INSTRUCTIONS TO FOLLOW => Although the data below holds other lines too, output only those from the line with "Target: eyebrow" up to and including the line with "the green foliage", exactly as they appear.

=== Section Start ===

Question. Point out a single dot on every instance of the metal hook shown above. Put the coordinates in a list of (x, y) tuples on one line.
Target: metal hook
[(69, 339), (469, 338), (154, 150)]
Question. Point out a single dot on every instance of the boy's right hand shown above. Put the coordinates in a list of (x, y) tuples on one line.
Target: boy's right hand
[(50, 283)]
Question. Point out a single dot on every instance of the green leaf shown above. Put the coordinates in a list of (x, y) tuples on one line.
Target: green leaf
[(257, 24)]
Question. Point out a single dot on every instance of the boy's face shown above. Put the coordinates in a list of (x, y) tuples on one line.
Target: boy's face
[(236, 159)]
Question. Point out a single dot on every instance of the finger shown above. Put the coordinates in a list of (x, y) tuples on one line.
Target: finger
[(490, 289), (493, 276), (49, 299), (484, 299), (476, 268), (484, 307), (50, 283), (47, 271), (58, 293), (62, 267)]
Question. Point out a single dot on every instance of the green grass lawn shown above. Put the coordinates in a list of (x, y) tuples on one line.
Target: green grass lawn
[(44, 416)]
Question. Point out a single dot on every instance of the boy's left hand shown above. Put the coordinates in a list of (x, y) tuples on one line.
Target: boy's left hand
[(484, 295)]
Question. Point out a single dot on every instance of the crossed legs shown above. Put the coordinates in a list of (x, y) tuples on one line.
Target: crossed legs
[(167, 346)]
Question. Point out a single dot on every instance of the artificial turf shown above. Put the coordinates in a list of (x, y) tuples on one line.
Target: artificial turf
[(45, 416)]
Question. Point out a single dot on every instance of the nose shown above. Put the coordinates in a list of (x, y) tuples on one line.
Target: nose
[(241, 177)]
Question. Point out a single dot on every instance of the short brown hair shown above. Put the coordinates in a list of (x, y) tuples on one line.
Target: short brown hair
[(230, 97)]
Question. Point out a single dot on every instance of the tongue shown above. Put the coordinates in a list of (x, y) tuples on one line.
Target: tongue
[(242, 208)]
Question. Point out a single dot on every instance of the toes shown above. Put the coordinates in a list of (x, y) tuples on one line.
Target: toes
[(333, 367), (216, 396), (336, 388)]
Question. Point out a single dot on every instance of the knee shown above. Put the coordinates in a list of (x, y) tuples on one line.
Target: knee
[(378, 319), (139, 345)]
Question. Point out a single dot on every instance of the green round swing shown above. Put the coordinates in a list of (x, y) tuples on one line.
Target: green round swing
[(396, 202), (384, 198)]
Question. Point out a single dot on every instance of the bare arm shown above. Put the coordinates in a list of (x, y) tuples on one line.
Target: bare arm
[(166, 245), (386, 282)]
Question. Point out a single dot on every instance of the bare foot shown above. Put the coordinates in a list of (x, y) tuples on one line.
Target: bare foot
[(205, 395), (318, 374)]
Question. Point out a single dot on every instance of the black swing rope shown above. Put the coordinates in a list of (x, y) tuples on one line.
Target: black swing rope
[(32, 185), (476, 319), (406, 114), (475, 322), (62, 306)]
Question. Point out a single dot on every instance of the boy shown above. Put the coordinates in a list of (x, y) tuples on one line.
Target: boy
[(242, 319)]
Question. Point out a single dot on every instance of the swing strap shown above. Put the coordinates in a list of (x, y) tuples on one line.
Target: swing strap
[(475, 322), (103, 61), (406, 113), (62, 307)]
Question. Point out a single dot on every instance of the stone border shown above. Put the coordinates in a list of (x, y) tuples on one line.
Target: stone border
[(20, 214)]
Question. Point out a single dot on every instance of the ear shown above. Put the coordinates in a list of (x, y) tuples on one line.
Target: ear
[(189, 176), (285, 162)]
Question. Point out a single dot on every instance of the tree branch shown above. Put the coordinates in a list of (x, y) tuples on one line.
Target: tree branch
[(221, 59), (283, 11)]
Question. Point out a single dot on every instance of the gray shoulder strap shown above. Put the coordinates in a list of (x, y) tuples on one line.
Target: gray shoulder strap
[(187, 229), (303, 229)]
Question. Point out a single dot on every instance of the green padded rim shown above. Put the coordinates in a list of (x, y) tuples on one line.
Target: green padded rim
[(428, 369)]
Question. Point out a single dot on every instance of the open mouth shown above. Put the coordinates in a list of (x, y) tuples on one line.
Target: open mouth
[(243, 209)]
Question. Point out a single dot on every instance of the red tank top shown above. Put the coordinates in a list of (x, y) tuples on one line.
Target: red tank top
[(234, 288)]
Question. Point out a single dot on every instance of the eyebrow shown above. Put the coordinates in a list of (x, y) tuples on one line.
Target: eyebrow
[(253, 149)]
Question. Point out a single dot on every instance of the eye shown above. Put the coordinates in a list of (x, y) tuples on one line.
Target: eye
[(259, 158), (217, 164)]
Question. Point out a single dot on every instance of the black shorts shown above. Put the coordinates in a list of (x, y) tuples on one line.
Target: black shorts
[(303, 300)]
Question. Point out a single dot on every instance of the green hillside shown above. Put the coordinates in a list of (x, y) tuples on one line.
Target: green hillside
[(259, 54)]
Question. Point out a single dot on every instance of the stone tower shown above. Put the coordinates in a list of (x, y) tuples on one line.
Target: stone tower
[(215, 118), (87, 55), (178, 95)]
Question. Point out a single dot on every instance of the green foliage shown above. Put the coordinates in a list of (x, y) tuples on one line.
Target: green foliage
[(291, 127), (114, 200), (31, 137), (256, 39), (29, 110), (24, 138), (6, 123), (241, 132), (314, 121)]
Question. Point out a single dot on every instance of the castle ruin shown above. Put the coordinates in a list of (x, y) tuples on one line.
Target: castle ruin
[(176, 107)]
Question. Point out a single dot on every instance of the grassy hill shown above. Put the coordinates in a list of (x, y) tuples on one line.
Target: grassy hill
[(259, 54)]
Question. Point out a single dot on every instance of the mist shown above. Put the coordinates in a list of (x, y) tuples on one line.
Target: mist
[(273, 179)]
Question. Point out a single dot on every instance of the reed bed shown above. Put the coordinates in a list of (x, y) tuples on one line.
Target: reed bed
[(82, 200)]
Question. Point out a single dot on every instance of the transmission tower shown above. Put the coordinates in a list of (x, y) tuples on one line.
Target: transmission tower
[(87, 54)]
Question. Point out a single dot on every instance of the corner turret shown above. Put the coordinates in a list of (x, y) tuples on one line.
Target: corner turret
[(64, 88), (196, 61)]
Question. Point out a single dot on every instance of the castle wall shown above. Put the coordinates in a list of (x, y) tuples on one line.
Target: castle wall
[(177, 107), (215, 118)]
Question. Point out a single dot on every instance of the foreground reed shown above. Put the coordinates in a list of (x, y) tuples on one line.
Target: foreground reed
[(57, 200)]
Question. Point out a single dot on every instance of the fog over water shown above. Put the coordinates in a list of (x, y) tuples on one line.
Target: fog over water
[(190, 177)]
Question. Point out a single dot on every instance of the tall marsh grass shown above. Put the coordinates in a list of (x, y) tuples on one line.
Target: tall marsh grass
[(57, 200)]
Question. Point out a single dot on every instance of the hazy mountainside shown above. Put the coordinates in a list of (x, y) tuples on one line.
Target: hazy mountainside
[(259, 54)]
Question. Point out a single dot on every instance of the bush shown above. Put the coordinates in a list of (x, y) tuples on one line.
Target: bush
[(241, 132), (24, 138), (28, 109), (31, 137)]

=== Section End ===

WRITTEN SOLUTION =>
Target: eyebrow
[(253, 149)]
Question. Point out a single dot on every instance of the eye shown above. Put the coordinates in a list of (x, y) tuples on one line.
Target: eye
[(259, 158), (217, 164)]
Question. Point out a single dot on every instance of the black shorts shown above. Put the coordinates in a list of (x, y) tuples on one line.
Target: black shorts
[(303, 300)]
Question. Point out a single dot on every instance of the green hillside shown above. Put the coordinates in a list of (x, y) tuples on one line.
Target: green hillside
[(259, 54)]
Question. Point out a single dot on every instance of the stone tower shown above. Put the coordinates in a list of (x, y) tuples on one line.
Target: stone tower
[(215, 118), (87, 55), (178, 95)]
Question. Point out a single dot on every instance of the green foliage shown above. Put the coordinates in a list of (x, y) tuples on one line.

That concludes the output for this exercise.